• TO DO:
Write the next part of the news passage below about Colombia's left-wing government, picking up after its final sentence.

• READING PASSAGE:
↓

COLOMBIA’S first left-wing government is battling to deliver reforms and peace in the teeth of entrenched opposition from the ruling class, Labour delegates heard on Tuesday evening.

Visiting Colombian Congressman Alirio Uribe described the ambitious social projects of the Gustavo Petro administration, including redistribution of land to poor farmers, lifting 1.6 million people out if extreme poverty and rolling out public healthcare.

Above all it was committed to a complex peace process, not just involving rehabilitating former guerillas of the Revolutionary Armed Forces of Colombia (Farc), which disarmed in 2017, but ongoing talks with left-wing militias which are still fighting (like the ELN) and right-wing paramilitary and mafia groups such as the Gulf Clan.

In all, nine different sets of negotiations are ongoing, Mr Uribe said, but he cautioned that “peace has many enemies” and powerful vested interests were constantly working to undermine the government.

↑

• DATA SUPPLIED:

↓

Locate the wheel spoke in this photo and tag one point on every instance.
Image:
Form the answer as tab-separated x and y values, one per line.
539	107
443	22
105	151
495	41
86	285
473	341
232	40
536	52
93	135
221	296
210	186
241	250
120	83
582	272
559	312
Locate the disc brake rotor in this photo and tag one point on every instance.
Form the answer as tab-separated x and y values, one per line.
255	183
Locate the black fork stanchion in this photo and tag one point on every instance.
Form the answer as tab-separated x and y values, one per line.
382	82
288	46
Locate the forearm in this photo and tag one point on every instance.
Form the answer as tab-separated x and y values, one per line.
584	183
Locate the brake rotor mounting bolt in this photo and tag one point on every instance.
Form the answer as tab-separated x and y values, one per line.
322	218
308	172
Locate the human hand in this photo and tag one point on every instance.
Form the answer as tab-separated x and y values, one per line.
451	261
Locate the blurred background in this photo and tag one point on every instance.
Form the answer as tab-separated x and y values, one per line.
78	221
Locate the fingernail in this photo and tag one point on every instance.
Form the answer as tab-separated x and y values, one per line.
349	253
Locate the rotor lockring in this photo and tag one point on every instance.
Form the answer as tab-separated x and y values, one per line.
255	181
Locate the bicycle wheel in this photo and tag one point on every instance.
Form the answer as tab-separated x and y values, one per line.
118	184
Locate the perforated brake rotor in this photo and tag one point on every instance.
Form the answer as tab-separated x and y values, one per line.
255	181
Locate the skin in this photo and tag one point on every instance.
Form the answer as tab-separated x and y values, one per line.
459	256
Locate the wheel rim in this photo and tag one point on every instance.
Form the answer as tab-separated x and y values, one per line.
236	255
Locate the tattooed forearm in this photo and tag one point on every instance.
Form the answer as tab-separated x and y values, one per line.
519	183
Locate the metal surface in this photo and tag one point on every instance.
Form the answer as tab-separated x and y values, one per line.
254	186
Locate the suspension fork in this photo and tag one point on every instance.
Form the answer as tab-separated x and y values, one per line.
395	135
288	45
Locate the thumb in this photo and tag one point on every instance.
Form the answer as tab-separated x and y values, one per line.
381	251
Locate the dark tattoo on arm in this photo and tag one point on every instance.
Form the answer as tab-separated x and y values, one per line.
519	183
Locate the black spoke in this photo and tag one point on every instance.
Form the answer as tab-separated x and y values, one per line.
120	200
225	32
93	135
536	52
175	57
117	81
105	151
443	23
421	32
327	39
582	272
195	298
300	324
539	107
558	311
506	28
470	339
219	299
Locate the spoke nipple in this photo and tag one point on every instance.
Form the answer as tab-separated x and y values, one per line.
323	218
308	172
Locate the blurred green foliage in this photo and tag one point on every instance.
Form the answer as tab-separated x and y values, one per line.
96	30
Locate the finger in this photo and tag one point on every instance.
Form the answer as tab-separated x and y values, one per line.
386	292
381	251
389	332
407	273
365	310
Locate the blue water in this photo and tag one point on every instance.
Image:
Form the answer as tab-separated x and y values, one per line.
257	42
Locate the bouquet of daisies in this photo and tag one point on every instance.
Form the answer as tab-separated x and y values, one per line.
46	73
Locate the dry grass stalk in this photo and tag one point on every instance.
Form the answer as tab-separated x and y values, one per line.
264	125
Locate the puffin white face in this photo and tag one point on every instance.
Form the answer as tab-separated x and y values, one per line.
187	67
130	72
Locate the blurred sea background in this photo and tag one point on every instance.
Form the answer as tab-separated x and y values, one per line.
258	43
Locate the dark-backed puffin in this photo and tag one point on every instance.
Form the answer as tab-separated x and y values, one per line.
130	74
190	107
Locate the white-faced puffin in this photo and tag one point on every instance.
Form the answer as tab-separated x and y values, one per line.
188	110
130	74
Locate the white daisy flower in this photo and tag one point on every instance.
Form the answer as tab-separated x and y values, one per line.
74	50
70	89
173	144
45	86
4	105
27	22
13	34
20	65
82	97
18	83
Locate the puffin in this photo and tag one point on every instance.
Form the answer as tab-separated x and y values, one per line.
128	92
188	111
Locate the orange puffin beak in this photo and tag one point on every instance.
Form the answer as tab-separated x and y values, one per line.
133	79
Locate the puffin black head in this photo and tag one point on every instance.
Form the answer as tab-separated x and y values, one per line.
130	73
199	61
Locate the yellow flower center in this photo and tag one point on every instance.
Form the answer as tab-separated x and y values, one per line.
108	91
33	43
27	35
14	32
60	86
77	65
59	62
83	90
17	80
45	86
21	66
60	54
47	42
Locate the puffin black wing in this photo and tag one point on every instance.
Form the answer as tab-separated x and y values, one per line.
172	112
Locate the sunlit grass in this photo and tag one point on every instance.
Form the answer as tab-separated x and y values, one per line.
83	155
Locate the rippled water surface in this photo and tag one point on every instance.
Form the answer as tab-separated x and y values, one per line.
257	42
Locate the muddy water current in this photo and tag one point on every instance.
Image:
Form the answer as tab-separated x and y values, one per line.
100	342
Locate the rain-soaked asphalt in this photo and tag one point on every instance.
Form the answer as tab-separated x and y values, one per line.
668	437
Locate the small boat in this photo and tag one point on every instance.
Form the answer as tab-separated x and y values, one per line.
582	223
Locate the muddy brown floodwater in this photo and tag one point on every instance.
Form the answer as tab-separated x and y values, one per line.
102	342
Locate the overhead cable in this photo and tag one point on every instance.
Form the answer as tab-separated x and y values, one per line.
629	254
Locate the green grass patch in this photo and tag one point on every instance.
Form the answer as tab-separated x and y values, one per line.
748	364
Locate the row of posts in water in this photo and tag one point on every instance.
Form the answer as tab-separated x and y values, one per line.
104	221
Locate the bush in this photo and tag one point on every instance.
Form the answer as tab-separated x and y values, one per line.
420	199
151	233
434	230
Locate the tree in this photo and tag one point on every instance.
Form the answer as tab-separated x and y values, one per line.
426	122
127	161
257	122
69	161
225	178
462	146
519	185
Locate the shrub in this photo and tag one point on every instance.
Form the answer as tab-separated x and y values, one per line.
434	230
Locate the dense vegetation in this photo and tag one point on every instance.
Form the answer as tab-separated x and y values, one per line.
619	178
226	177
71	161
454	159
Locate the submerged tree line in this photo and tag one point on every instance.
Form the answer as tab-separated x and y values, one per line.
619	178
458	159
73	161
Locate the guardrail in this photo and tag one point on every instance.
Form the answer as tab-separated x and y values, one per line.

↑
↓

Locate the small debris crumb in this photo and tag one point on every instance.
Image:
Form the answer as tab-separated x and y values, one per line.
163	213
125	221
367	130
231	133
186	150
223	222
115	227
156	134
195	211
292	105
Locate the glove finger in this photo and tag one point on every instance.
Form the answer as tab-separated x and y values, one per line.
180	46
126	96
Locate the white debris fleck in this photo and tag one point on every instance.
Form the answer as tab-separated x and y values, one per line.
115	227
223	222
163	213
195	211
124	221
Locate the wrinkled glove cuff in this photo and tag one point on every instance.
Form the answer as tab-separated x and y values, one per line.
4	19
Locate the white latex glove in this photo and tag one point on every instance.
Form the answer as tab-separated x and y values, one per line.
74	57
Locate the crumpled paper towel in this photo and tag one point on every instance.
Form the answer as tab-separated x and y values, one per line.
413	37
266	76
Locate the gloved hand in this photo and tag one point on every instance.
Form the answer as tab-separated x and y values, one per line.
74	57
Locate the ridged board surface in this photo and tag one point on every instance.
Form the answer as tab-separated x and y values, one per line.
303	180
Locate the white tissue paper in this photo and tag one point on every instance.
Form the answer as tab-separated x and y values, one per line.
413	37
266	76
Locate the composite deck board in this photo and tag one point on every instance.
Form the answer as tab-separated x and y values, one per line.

↑
↓

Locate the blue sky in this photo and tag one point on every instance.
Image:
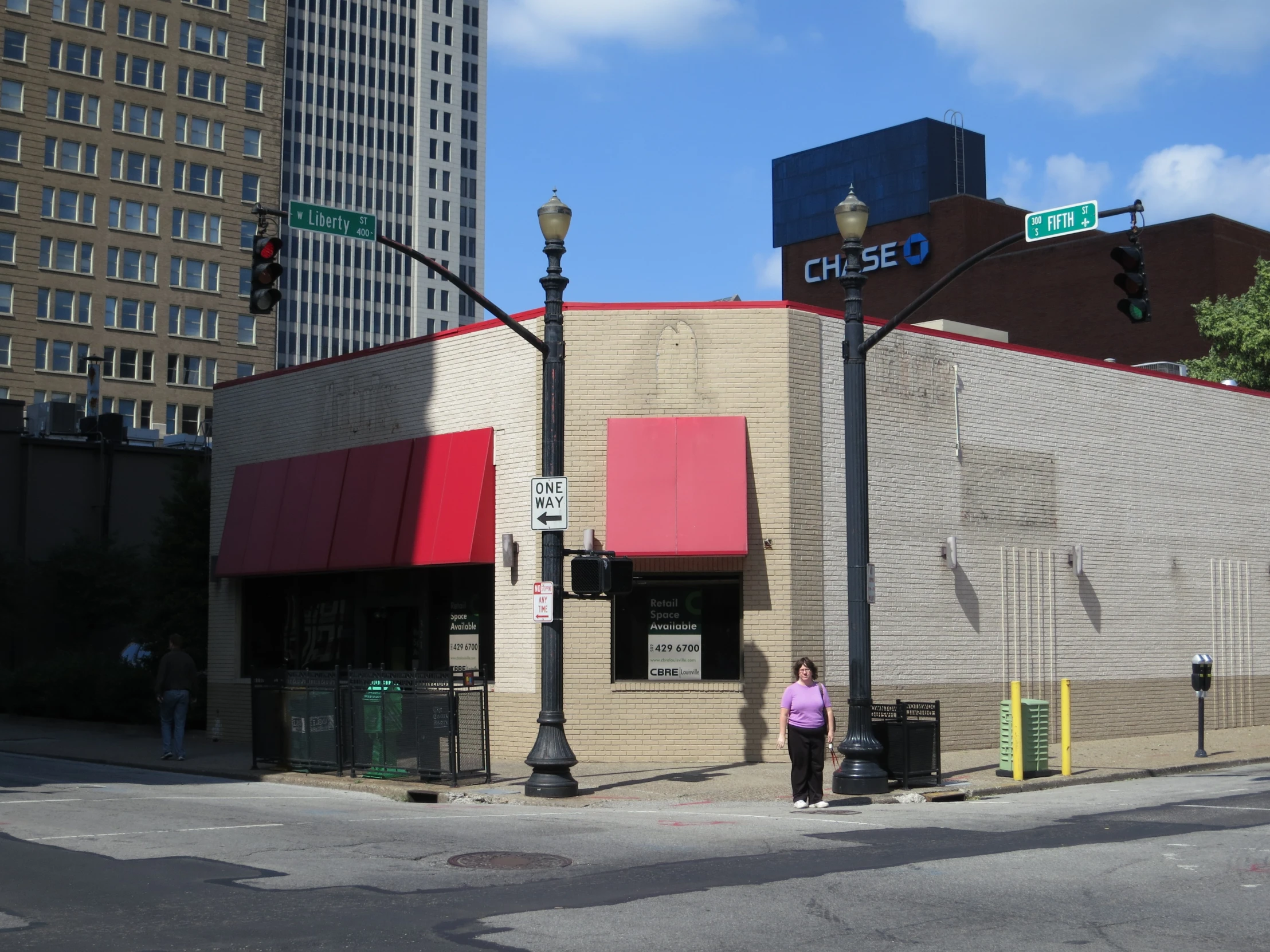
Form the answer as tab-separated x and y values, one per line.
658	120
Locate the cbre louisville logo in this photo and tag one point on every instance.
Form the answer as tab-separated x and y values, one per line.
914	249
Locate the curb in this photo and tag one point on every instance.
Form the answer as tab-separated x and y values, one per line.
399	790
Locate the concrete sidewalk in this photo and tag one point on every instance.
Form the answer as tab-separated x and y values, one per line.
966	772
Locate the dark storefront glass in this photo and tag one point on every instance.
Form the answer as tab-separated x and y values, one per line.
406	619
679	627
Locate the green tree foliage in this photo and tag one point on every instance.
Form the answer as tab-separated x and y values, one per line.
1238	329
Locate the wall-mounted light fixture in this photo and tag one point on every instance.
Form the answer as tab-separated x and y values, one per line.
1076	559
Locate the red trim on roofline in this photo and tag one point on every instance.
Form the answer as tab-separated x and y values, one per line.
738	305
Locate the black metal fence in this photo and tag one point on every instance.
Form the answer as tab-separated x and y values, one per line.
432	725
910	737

↑

• RESPONSE TO THIS EXERCISE:
“The government is against the Establishment, and real power still lies with the Establishment,” he said, citing opposition to President Petro organised in the Congress, in the courts and through a mass media churning out disinformation on a daily basis.

Another key concern was climate change, he said, with the Petro government determined to reduce Amazon deforestation.

Speakers including MPs Kate Osborne and Fabian Hamilton and TUC general secretary Paul Nowak praised Justice for Colombia’s work bringing delegations of trade unionists to Colombia to meet their counterparts in what remains the most dangerous country on Earth to be a trade unionist, with paramilitary groups still killing workers’ representatives and social activists.